CHALLENGE A:
Condense the paragraph of the excerpt that begins "If that's true, then the second issue" into a short list that keeps its main points.

EXCERPT:

If that’s true, then the second issue is they simply didn’t want to take responsibility. Jesus second question points right at it, “Why do you not judge for yourselves what is right?” Jesus’ example suggests that the smart person who is headed to court tries to come to an agreement before she gets there. That way her fate is still in her own hands. Once the judge takes over she will be subject to forces beyond her control. Still we aren’t always so eager to take the responsibility for making life changing judgments on our own. Too often we would prefer to find comfort or a ready answer from some outside authority. Let’s call it an excuse. It’s easier than taking a close look at ourselves. A look that might reveal things we would rather avoid. I’m not suggesting we should make our life decisions without talking to others or without seeking advice. What is important is that we remember that every decision we make, every action we do determines who we are. The stuff we do everyday is our decision. We can’t blame others for the kind of people we become. We too know, if we admit it, “which way the wind blows.”

EXTRACTED ENTRIES:
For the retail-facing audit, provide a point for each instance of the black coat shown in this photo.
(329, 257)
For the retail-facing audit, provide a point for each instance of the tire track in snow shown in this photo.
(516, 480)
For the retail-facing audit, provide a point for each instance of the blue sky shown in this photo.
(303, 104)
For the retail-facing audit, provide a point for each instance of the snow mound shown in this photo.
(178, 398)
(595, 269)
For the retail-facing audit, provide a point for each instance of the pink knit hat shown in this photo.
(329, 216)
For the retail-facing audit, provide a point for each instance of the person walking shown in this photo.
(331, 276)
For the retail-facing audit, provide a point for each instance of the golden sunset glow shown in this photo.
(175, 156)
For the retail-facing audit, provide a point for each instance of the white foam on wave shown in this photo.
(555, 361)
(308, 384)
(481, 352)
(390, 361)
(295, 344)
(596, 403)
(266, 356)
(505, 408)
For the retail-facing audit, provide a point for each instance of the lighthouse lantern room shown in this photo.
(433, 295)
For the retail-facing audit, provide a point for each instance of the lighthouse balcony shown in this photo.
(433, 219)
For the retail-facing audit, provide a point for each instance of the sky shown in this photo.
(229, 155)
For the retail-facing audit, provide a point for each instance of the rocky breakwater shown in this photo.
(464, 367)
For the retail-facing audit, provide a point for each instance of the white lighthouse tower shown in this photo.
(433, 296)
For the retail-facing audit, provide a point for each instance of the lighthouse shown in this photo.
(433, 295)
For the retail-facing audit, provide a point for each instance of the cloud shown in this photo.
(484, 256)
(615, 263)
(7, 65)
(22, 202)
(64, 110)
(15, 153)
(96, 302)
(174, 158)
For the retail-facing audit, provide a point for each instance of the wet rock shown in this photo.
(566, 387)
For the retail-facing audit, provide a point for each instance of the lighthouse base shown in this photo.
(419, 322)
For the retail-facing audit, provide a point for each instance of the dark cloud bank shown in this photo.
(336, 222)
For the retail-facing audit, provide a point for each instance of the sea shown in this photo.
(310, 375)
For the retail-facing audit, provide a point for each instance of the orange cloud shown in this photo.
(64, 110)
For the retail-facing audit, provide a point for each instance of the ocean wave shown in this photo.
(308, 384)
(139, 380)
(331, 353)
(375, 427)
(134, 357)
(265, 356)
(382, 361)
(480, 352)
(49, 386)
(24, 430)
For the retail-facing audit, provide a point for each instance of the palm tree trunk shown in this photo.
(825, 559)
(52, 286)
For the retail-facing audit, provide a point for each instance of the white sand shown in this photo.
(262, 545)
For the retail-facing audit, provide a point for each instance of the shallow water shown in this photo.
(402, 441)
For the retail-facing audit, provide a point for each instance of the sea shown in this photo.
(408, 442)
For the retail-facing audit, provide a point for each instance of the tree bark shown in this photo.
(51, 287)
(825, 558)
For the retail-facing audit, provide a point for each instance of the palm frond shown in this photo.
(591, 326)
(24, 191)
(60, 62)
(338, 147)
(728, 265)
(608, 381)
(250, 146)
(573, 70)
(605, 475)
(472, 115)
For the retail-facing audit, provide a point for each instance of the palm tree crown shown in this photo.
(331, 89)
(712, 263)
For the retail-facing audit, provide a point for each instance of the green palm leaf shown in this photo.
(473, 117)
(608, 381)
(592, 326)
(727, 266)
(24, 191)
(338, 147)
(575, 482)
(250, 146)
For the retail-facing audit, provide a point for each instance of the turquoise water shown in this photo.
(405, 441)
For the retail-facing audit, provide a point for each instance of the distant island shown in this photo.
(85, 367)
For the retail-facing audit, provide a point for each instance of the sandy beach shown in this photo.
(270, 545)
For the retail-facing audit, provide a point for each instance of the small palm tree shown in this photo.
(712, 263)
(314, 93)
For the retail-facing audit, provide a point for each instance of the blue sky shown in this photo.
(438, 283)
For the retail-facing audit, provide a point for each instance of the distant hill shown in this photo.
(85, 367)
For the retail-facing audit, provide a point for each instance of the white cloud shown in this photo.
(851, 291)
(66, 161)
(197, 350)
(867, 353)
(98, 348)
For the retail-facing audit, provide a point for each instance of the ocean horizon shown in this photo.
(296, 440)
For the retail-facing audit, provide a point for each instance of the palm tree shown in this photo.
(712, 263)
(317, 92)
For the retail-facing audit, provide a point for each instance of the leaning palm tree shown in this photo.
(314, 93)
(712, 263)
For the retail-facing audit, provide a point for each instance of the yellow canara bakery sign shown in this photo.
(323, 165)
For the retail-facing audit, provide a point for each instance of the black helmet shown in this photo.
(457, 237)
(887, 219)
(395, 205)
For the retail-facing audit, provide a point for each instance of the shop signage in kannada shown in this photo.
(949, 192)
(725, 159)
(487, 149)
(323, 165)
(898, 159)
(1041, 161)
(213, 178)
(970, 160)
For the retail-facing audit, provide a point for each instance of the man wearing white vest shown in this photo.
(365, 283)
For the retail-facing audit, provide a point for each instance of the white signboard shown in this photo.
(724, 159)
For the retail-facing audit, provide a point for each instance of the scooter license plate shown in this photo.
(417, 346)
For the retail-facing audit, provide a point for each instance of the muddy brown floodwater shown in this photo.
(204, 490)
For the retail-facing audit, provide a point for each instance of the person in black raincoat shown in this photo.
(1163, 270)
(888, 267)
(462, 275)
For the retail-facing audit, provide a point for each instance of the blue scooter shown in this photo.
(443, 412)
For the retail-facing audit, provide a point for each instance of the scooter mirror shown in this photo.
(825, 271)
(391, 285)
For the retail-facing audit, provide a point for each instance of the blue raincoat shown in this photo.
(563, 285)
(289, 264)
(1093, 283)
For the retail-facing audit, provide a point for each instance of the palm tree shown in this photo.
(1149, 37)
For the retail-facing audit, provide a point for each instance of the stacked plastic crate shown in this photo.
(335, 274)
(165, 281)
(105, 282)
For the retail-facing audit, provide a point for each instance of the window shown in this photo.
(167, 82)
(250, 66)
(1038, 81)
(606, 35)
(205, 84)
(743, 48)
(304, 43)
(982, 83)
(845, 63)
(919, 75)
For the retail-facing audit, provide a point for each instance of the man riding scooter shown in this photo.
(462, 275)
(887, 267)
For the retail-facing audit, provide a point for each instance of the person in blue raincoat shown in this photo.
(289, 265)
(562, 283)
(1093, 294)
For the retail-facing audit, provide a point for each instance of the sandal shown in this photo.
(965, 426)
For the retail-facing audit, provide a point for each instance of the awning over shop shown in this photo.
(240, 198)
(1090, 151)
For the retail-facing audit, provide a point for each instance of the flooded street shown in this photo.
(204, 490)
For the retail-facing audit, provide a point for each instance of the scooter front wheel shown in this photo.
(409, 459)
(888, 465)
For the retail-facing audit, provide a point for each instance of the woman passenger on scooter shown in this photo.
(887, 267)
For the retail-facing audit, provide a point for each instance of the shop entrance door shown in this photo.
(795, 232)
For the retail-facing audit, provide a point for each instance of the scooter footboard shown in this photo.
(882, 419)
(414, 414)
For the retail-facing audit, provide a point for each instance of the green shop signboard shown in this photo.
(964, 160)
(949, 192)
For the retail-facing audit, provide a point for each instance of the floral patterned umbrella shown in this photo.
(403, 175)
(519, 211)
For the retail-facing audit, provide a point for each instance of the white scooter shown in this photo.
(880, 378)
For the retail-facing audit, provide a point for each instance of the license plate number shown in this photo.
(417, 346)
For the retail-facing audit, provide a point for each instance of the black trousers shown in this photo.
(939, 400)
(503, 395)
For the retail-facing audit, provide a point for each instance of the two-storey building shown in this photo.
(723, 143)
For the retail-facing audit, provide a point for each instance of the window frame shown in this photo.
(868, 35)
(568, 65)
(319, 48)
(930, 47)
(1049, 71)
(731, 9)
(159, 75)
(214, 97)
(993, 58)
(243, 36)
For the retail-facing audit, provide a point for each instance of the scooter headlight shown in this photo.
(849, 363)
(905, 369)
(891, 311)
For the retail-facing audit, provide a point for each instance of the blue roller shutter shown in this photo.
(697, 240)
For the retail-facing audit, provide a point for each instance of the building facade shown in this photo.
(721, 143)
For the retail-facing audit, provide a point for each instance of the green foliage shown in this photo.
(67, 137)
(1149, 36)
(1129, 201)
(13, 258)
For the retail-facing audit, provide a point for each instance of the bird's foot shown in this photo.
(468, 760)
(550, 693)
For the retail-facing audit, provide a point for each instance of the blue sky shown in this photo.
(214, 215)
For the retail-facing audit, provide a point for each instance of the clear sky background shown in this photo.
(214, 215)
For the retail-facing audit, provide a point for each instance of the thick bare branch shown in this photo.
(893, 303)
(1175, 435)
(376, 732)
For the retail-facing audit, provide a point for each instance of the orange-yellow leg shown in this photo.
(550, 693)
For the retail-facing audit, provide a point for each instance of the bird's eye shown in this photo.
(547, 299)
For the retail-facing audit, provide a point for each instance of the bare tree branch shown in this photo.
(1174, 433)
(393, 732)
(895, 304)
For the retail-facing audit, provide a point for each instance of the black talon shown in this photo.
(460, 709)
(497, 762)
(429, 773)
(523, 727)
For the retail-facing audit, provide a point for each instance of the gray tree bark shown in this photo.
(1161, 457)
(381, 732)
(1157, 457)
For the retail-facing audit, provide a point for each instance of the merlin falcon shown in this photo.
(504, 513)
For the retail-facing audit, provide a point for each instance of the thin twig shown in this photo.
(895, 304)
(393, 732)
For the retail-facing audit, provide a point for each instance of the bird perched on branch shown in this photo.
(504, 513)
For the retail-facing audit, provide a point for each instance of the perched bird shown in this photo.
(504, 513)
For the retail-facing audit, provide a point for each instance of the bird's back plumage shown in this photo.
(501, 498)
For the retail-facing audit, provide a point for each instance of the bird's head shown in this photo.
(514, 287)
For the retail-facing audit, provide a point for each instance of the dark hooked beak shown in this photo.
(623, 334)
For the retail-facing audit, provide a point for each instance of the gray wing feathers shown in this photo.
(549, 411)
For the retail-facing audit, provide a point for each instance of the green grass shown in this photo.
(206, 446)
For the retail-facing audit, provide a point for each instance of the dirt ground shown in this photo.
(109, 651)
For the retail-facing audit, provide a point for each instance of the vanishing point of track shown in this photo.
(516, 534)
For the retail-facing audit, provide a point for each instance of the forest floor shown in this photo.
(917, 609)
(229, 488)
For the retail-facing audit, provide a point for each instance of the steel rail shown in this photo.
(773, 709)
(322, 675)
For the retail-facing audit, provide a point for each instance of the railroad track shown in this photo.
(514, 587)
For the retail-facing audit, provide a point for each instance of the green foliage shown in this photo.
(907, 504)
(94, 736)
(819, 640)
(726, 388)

CHALLENGE B:
Count the lines in the entries above that contain the string "signboard".

FINISHED ANSWER A:
- The second issue is that they didn't want to take responsibility, as Jesus' question "Why do you not judge for yourselves what is right?" shows.
- Jesus' example suggests that a smart person headed to court tries to reach an agreement before getting there, so her fate stays in her own hands. Once the judge takes over, forces beyond her control decide.
- We often avoid making life-changing judgments ourselves and look to an outside authority for comfort or a ready answer. That is really an excuse, and it spares us a close look at ourselves that might reveal things we'd rather avoid.
- Talking to others and seeking advice is fine. But every decision and action determines who we are.
- What we do every day is our decision, and we can't blame others for the kind of people we become.
- If we admit it, we too know "which way the wind blows."

FINISHED ANSWER B:
2